## EXERCISE BRIEF
Your answer must be the full listing below, repeated exactly.

## GIVEN RECORDS
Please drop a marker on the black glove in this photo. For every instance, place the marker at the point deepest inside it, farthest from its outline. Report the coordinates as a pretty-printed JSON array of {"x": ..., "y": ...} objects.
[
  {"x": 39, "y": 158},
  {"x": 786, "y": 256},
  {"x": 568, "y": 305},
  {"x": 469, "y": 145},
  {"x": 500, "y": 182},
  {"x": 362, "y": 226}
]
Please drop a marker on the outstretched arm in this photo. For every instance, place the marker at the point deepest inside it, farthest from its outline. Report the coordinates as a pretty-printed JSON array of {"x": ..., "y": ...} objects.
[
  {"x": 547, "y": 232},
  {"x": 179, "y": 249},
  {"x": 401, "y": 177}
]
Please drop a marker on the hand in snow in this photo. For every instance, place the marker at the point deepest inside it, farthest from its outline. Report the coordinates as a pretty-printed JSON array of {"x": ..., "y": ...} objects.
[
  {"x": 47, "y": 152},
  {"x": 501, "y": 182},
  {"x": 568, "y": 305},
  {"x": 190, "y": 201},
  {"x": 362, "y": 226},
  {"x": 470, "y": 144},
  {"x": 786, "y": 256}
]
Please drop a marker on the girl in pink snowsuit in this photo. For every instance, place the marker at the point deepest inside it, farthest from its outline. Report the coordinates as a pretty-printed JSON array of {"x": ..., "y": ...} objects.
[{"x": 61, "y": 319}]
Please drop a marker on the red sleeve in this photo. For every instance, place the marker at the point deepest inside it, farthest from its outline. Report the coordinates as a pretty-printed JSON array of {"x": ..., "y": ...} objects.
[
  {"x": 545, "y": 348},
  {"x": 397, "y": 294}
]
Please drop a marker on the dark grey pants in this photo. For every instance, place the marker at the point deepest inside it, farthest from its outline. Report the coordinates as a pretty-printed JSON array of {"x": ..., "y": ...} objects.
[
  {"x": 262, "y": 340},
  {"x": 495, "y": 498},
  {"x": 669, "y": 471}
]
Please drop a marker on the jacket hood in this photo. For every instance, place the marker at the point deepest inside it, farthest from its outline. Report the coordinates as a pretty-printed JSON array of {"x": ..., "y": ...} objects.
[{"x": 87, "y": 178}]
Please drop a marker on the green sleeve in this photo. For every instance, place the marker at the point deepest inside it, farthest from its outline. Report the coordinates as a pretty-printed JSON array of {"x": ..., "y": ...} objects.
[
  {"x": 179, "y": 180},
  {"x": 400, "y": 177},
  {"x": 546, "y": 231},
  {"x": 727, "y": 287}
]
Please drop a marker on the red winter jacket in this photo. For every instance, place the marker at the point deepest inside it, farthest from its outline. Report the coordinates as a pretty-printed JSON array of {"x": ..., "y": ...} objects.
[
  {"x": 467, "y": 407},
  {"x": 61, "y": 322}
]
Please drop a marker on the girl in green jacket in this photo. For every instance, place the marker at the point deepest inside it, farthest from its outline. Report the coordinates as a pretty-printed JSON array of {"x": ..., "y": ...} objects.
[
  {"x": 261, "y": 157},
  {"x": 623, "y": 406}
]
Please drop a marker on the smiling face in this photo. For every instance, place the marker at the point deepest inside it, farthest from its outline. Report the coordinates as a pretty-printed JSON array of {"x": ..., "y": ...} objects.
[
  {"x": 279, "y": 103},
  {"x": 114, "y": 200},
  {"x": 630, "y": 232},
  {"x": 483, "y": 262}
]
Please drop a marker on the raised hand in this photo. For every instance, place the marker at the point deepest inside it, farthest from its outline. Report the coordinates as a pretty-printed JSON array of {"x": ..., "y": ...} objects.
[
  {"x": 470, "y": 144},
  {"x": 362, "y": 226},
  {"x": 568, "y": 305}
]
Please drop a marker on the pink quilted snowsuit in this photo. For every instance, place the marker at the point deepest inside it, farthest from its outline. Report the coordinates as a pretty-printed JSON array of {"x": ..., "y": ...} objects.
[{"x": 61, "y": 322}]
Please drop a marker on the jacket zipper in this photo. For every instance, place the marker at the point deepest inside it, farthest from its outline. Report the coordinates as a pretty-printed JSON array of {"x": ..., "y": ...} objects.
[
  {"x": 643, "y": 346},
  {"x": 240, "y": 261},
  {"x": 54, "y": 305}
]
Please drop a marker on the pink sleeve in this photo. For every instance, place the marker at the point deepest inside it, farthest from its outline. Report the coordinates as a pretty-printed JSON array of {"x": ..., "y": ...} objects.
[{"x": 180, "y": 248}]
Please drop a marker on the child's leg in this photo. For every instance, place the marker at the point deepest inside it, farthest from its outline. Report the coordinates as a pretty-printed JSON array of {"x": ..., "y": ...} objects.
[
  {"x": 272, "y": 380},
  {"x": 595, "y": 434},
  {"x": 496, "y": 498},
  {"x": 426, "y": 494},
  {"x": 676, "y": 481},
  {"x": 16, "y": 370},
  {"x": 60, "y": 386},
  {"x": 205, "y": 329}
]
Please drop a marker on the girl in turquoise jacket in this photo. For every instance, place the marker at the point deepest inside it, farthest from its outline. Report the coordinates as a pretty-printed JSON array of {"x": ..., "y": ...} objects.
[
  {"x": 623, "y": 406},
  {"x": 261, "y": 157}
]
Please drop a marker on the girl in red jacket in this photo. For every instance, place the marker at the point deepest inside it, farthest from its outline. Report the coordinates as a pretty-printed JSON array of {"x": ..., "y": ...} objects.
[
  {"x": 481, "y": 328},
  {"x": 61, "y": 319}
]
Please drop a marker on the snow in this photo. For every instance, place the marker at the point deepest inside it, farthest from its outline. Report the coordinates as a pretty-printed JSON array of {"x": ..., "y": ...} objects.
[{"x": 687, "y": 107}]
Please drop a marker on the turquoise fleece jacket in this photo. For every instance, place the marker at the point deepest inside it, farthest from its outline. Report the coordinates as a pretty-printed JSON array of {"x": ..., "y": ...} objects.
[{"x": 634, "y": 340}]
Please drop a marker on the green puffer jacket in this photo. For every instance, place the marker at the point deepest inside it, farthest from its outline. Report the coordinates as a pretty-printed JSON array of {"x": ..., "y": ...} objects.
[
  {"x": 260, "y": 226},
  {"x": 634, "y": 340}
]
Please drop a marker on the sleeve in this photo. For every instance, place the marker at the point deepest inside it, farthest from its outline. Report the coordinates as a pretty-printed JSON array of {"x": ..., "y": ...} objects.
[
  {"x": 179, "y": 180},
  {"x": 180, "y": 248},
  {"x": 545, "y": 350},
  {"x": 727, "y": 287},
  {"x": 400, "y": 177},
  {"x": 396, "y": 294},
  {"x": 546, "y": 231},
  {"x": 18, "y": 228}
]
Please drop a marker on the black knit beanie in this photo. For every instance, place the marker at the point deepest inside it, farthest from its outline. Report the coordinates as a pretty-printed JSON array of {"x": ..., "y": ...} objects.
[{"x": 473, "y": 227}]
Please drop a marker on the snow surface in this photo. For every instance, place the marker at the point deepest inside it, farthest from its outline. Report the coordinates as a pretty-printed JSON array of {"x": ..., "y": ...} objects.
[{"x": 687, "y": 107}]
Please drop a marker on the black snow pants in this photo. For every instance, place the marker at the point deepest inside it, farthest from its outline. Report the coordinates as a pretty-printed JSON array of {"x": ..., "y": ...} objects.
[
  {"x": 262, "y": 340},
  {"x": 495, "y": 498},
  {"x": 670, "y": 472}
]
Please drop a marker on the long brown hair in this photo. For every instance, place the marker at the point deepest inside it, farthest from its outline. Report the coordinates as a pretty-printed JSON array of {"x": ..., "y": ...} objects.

## EXERCISE SOLUTION
Please drop a marker on the black glove in this photo. For every instance, place the marker at the point deepest inside it, farthest from its outline. Report the coordinates as a pretty-printed JSON array of {"x": ..., "y": ...} objects.
[
  {"x": 39, "y": 158},
  {"x": 786, "y": 256},
  {"x": 568, "y": 305},
  {"x": 469, "y": 145},
  {"x": 500, "y": 182},
  {"x": 362, "y": 226}
]
Please drop a marker on the outstretched arm in this photo. For every instance, place the marker at the point deepest inside it, farthest from its outline. Report the coordinates as a pretty-printed JSON array of {"x": ..., "y": ...} objects.
[
  {"x": 547, "y": 232},
  {"x": 179, "y": 249},
  {"x": 401, "y": 177}
]
Please drop a marker on the hand in snow in this photo. For every instance, place the marker at the point deepest inside it, farthest from its outline. Report the coordinates as a pretty-printed JSON array of {"x": ..., "y": ...} objects.
[
  {"x": 47, "y": 152},
  {"x": 501, "y": 182},
  {"x": 568, "y": 305},
  {"x": 190, "y": 201},
  {"x": 362, "y": 226},
  {"x": 470, "y": 144},
  {"x": 786, "y": 256}
]
Please drop a marker on the girl in pink snowsuit in this photo. For every instance, place the marker at the point deepest inside it, farthest from its outline. Report the coordinates as a pretty-printed JSON array of {"x": ..., "y": ...} objects.
[{"x": 61, "y": 319}]
Please drop a marker on the red sleeve in this photo. For every instance, place the marker at the point deepest inside it, farthest from its outline. Report the coordinates as a pretty-printed JSON array of {"x": ..., "y": ...} objects.
[
  {"x": 545, "y": 348},
  {"x": 397, "y": 294}
]
Please drop a marker on the dark grey pants in this photo. For every instance, place the marker at the point deepest inside it, farthest from its outline. Report the coordinates as a pretty-printed JSON array of {"x": ..., "y": ...} objects.
[
  {"x": 262, "y": 340},
  {"x": 495, "y": 498},
  {"x": 669, "y": 471}
]
Please drop a marker on the jacket hood in this photo. For every instance, place the marker at the point deepest inside it, farthest from its outline. Report the coordinates as a pretty-printed JSON array of {"x": ..., "y": ...} objects.
[{"x": 87, "y": 178}]
Please drop a marker on the green sleeve in this photo. For every instance, place the marker at the point deepest inside it, farthest from its outline. Report the coordinates as a pretty-printed JSON array of {"x": ..., "y": ...} objects.
[
  {"x": 179, "y": 180},
  {"x": 400, "y": 177},
  {"x": 546, "y": 231},
  {"x": 727, "y": 287}
]
Please drop a marker on the red winter jacket in this photo. For every instance, place the marker at the point deepest inside it, farthest from its outline. Report the coordinates as a pretty-printed JSON array of {"x": ..., "y": ...} objects.
[
  {"x": 467, "y": 407},
  {"x": 61, "y": 322}
]
Please drop a marker on the girl in green jacket in this photo. For every instance, place the marker at the point deepest inside it, farthest from its outline. Report the coordinates as a pretty-printed JSON array of {"x": ..., "y": ...} objects.
[
  {"x": 261, "y": 157},
  {"x": 623, "y": 406}
]
Please drop a marker on the smiling face in this photo. For every instance, place the marker at the point deepest inside it, farthest from its outline. Report the coordinates as a pretty-printed JSON array of {"x": ..., "y": ...} objects.
[
  {"x": 279, "y": 103},
  {"x": 114, "y": 200},
  {"x": 630, "y": 232},
  {"x": 483, "y": 262}
]
Please drop a marker on the raised hand in this photo. For every instance, place the marker at the point deepest inside it, farthest from its outline. Report the coordinates as a pretty-printed JSON array of {"x": ..., "y": ...} objects.
[
  {"x": 470, "y": 144},
  {"x": 362, "y": 226},
  {"x": 568, "y": 305}
]
Please drop a marker on the pink quilted snowsuit in this photo. For every instance, place the marker at the point deepest inside it, farthest from its outline. Report the coordinates as a pretty-printed JSON array of {"x": ..., "y": ...} objects.
[{"x": 61, "y": 322}]
Please drop a marker on the jacket zipper in this photo. For every instance, place the marker at the point deepest inside it, farthest from its outline. Report the coordinates as a pretty-printed JSON array of {"x": ..., "y": ...} objects.
[
  {"x": 643, "y": 346},
  {"x": 240, "y": 261},
  {"x": 54, "y": 305}
]
Please drop a marker on the pink sleeve in this photo. For every instance, place the marker at the point deepest inside it, farthest from its outline. Report the coordinates as a pretty-printed JSON array of {"x": ..., "y": ...} objects.
[{"x": 180, "y": 248}]
Please drop a marker on the child's leg in this photo. For every instance, place the marker at the point deepest inside it, farthest from its outline. Report the coordinates as a pretty-printed JSON array of {"x": ..., "y": ...} objects.
[
  {"x": 272, "y": 380},
  {"x": 595, "y": 434},
  {"x": 496, "y": 498},
  {"x": 426, "y": 494},
  {"x": 676, "y": 481},
  {"x": 16, "y": 370},
  {"x": 60, "y": 386},
  {"x": 205, "y": 329}
]
Please drop a marker on the girl in turquoise jacket in this photo. For every instance, place the marker at the point deepest inside it, farthest from its outline. Report the coordinates as a pretty-printed JSON array of {"x": ..., "y": ...} objects.
[
  {"x": 623, "y": 406},
  {"x": 261, "y": 157}
]
Please drop a marker on the girl in red jacket in this photo. For every instance, place the marker at the point deepest inside it, farthest from its outline. Report the coordinates as a pretty-printed JSON array of {"x": ..., "y": ...} objects.
[
  {"x": 481, "y": 328},
  {"x": 61, "y": 319}
]
Please drop a marker on the snow in this photo. For every instance, place the marker at the point deepest inside it, farthest from its outline. Report the coordinates as a pretty-printed JSON array of {"x": ..., "y": ...} objects.
[{"x": 687, "y": 107}]
Please drop a marker on the turquoise fleece jacket in this photo. For every instance, place the marker at the point deepest inside it, farthest from its outline. Report the coordinates as a pretty-printed JSON array of {"x": ..., "y": ...} objects.
[{"x": 634, "y": 340}]
Please drop a marker on the green puffer jacket in this photo. For every instance, place the marker at the point deepest inside it, farthest from its outline. Report the coordinates as a pretty-printed JSON array of {"x": ..., "y": ...} objects.
[
  {"x": 260, "y": 226},
  {"x": 634, "y": 340}
]
Please drop a marker on the sleeve in this photo. For every instance, place the marker at the point deepest inside it, farthest from its outline. Report the coordinates as a pretty-printed JSON array of {"x": ..., "y": ...} objects.
[
  {"x": 179, "y": 180},
  {"x": 180, "y": 248},
  {"x": 545, "y": 350},
  {"x": 727, "y": 287},
  {"x": 400, "y": 177},
  {"x": 396, "y": 294},
  {"x": 546, "y": 231},
  {"x": 18, "y": 228}
]
Please drop a marker on the black knit beanie in this photo. For every instance, place the marker at the point deepest inside it, farthest from its outline. Report the coordinates as a pretty-printed JSON array of {"x": ..., "y": ...} objects.
[{"x": 473, "y": 227}]
Please drop a marker on the snow surface in this photo. For every instance, place the marker at the point deepest inside it, farthest from its outline. Report the coordinates as a pretty-printed JSON array of {"x": ..., "y": ...} objects.
[{"x": 687, "y": 107}]
Please drop a marker on the black snow pants in this photo. For every instance, place the marker at the point deepest inside it, farthest from its outline. Report the coordinates as a pretty-printed JSON array of {"x": ..., "y": ...} objects.
[
  {"x": 262, "y": 340},
  {"x": 495, "y": 498},
  {"x": 670, "y": 472}
]
Please drop a marker on the long brown hair in this photo. For every instance, place the marker at the point deepest inside it, farthest from its outline. Report the coordinates as a pretty-printed JSON array of {"x": ..., "y": ...} objects.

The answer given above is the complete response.